__Task instructions__
All that is wanted is an exact copy of the line containing "Query: white soccer cleat" and the lines after it, through the end of the records.

Dataset entries
BEGIN

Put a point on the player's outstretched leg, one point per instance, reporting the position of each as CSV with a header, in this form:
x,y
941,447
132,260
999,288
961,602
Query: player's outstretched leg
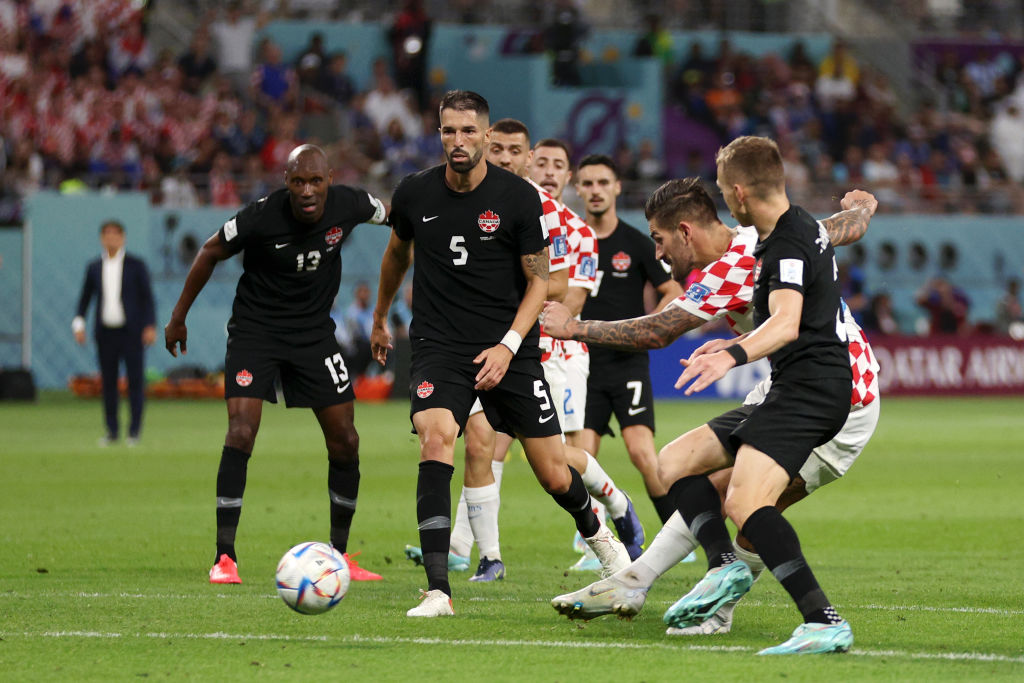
x,y
625,592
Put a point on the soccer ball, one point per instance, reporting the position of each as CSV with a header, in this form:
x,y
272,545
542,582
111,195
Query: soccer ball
x,y
312,578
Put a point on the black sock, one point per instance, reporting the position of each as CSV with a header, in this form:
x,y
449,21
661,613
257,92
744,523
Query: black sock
x,y
230,486
698,503
779,548
433,512
343,487
577,502
664,507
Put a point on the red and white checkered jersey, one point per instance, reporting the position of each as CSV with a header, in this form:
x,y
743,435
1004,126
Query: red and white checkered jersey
x,y
725,288
557,242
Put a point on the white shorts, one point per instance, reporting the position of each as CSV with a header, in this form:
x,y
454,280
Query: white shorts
x,y
577,371
830,461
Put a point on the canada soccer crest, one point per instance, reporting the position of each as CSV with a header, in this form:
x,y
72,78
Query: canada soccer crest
x,y
621,261
333,236
488,221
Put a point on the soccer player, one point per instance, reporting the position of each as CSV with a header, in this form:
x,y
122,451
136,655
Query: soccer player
x,y
620,381
799,326
479,283
685,226
281,328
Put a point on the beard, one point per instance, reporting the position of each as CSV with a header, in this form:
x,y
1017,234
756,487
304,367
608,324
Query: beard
x,y
465,166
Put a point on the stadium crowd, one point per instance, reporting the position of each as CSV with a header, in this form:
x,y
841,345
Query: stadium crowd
x,y
87,101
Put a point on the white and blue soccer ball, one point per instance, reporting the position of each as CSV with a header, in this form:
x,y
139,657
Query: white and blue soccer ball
x,y
312,578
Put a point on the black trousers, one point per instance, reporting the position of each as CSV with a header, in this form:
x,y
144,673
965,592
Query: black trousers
x,y
115,345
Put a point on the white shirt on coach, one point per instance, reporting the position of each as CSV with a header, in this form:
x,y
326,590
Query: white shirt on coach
x,y
112,313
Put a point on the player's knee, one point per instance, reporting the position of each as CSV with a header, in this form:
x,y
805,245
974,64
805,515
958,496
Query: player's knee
x,y
241,435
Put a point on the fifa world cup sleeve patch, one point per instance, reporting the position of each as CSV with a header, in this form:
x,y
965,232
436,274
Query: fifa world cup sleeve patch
x,y
379,211
791,271
230,229
697,292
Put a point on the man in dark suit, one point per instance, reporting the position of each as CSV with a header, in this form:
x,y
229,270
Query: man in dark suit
x,y
124,325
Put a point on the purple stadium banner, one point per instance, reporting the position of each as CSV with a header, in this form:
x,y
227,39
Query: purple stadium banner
x,y
949,366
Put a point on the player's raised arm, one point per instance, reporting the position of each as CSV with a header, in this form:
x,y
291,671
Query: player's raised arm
x,y
212,252
654,331
394,264
850,224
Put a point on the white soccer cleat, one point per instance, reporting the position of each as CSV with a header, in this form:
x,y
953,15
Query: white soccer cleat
x,y
609,550
432,603
608,596
717,624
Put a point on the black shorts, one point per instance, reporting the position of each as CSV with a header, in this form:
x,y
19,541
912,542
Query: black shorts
x,y
520,404
311,375
623,389
795,418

END

__Solution__
Query: white soccer cleat
x,y
609,550
432,603
608,596
717,624
Put a point on the black shorts, one point per instance, reporting the position of each as CSV with a header, in this form:
x,y
19,541
912,542
Query: black shorts
x,y
520,404
311,375
623,389
795,418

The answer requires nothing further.